▶ **Stated problem**
Starting with the line that contains "For the photo above, indicate every instance of the 'ecofod'", reproduce each line through the end of the entries exactly as written.
───
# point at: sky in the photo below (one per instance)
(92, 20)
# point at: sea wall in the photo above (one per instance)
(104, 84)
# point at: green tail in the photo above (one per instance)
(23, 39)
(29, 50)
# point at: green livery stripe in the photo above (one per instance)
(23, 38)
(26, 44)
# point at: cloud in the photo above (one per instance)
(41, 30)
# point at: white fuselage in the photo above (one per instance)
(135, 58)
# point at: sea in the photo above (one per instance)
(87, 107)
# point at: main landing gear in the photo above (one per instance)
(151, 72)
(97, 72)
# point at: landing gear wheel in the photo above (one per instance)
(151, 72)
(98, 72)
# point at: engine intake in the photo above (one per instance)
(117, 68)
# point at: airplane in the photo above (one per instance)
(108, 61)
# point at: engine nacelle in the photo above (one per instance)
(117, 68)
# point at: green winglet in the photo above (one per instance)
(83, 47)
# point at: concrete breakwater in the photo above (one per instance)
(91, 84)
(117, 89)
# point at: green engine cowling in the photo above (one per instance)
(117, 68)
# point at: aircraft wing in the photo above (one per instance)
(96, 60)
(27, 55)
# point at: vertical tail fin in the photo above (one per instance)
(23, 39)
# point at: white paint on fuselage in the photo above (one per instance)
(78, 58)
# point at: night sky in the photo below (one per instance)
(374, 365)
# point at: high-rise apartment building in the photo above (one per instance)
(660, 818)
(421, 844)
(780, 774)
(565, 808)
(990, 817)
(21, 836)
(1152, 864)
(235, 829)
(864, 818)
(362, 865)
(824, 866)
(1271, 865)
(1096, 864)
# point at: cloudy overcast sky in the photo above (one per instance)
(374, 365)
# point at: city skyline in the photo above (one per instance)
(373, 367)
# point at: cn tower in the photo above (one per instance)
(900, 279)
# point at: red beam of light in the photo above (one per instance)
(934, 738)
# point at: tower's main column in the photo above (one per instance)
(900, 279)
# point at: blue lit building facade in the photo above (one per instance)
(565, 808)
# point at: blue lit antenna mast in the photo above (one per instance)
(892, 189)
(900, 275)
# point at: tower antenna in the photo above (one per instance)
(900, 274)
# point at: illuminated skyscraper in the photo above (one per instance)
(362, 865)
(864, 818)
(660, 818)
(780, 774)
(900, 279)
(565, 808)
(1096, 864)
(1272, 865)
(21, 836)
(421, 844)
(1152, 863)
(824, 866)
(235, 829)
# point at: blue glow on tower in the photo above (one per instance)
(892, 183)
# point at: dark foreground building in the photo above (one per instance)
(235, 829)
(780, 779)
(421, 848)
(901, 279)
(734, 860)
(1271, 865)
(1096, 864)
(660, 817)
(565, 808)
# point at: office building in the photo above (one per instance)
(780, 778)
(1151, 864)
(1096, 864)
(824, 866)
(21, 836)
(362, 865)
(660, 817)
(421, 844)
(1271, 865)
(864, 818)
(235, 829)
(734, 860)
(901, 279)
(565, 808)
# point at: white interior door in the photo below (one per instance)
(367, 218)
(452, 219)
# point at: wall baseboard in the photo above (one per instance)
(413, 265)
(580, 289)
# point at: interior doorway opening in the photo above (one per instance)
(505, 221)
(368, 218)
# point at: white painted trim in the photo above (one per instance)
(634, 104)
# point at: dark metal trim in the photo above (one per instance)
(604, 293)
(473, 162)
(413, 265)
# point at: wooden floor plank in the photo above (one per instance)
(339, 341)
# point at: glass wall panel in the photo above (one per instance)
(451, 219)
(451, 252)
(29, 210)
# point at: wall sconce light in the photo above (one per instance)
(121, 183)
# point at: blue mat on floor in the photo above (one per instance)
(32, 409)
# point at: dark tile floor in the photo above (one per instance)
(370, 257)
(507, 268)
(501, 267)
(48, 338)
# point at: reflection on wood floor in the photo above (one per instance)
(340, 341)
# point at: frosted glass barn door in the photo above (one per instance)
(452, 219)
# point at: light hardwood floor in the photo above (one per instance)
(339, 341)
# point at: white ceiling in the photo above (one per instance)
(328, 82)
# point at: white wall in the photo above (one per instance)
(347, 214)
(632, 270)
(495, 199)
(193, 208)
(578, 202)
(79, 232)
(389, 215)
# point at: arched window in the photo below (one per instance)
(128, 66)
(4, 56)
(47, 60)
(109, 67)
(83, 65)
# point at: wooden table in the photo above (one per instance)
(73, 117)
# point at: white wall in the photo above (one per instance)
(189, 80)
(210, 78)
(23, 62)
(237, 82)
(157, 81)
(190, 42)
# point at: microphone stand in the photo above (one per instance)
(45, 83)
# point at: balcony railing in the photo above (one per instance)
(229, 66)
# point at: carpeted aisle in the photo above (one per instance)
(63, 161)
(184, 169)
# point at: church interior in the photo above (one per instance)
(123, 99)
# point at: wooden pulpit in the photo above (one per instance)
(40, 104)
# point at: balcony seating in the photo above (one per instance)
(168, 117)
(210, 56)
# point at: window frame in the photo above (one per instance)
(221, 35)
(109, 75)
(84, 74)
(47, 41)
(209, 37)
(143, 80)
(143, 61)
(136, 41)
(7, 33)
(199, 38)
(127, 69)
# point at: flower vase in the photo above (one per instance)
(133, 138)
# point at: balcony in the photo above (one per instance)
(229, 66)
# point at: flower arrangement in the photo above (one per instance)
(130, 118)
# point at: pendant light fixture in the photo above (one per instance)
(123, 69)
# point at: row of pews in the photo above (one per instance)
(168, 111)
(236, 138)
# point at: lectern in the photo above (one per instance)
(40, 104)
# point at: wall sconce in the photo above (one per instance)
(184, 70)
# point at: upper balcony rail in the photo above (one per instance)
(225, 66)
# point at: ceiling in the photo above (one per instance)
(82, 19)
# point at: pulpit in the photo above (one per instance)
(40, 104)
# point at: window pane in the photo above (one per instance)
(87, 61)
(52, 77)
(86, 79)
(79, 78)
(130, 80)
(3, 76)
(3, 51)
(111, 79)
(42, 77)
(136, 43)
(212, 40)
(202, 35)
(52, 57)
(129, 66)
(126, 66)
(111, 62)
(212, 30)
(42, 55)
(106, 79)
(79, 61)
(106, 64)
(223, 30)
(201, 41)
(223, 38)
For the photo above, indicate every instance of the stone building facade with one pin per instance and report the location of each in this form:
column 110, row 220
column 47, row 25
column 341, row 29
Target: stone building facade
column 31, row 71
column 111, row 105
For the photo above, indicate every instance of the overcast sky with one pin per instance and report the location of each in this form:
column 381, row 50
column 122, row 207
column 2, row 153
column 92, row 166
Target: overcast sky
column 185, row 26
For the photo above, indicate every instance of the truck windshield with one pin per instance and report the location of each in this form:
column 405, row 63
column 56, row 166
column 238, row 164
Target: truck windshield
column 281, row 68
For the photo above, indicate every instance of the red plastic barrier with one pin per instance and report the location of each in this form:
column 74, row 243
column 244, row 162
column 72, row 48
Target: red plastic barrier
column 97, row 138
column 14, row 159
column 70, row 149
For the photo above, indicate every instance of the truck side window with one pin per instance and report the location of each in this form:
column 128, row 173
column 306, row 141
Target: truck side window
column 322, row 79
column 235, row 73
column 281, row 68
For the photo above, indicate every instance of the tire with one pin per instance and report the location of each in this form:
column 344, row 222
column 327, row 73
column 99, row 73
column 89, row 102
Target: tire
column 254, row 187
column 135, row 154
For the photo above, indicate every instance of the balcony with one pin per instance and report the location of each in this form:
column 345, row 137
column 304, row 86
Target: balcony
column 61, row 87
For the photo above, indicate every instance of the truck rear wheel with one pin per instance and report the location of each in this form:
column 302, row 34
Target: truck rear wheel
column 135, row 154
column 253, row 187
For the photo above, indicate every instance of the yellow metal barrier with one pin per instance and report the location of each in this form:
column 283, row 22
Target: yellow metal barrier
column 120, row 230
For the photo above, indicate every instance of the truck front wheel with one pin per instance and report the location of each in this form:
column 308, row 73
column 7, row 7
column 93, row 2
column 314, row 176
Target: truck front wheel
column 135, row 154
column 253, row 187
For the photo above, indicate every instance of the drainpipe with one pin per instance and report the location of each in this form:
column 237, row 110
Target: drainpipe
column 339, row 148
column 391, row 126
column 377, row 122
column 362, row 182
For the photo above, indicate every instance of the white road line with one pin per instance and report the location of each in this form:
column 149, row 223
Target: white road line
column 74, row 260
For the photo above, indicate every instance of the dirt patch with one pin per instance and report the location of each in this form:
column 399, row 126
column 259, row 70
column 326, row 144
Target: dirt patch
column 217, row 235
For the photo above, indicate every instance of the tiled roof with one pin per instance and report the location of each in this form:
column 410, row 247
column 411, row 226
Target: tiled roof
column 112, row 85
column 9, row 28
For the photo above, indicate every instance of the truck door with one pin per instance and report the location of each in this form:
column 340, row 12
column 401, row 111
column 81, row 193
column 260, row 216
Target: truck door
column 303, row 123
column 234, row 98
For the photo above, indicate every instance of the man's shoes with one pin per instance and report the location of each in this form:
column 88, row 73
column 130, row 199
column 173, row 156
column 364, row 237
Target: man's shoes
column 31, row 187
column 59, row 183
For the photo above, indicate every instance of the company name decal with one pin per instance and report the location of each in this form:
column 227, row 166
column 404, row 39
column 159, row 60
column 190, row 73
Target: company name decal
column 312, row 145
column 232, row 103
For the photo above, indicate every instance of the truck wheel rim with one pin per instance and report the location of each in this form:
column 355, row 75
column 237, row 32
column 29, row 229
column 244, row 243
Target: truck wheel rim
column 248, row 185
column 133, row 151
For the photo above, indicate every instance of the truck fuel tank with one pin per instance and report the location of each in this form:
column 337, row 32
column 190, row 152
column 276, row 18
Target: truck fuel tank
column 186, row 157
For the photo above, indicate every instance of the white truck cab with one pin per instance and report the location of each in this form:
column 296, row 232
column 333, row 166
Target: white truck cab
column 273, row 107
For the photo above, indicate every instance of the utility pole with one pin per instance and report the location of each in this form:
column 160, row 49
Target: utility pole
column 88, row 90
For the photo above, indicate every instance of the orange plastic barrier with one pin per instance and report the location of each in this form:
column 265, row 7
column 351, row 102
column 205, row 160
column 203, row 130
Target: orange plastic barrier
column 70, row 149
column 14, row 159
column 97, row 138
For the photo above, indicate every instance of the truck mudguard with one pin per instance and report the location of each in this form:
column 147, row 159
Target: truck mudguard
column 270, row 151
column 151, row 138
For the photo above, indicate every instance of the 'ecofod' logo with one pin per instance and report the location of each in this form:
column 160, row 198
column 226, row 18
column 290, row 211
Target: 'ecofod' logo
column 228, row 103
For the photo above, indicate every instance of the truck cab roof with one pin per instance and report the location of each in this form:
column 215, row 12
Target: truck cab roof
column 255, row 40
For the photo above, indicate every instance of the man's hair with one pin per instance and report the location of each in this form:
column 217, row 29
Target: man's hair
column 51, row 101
───
▶ **Result of the exercise**
For the photo above, indicate every instance of the 'ecofod' logo with one pin per instance and report the location of each in this form:
column 160, row 198
column 226, row 18
column 290, row 211
Target: 'ecofod' logo
column 228, row 103
For the photo above, indicate every instance of the truck cab roof with one pin per instance and report the location of each in this form:
column 215, row 12
Target: truck cab roof
column 255, row 40
For the photo above, indicate every instance of the man's hair with one pin per instance and report the location of each in this form:
column 217, row 29
Target: man's hair
column 51, row 101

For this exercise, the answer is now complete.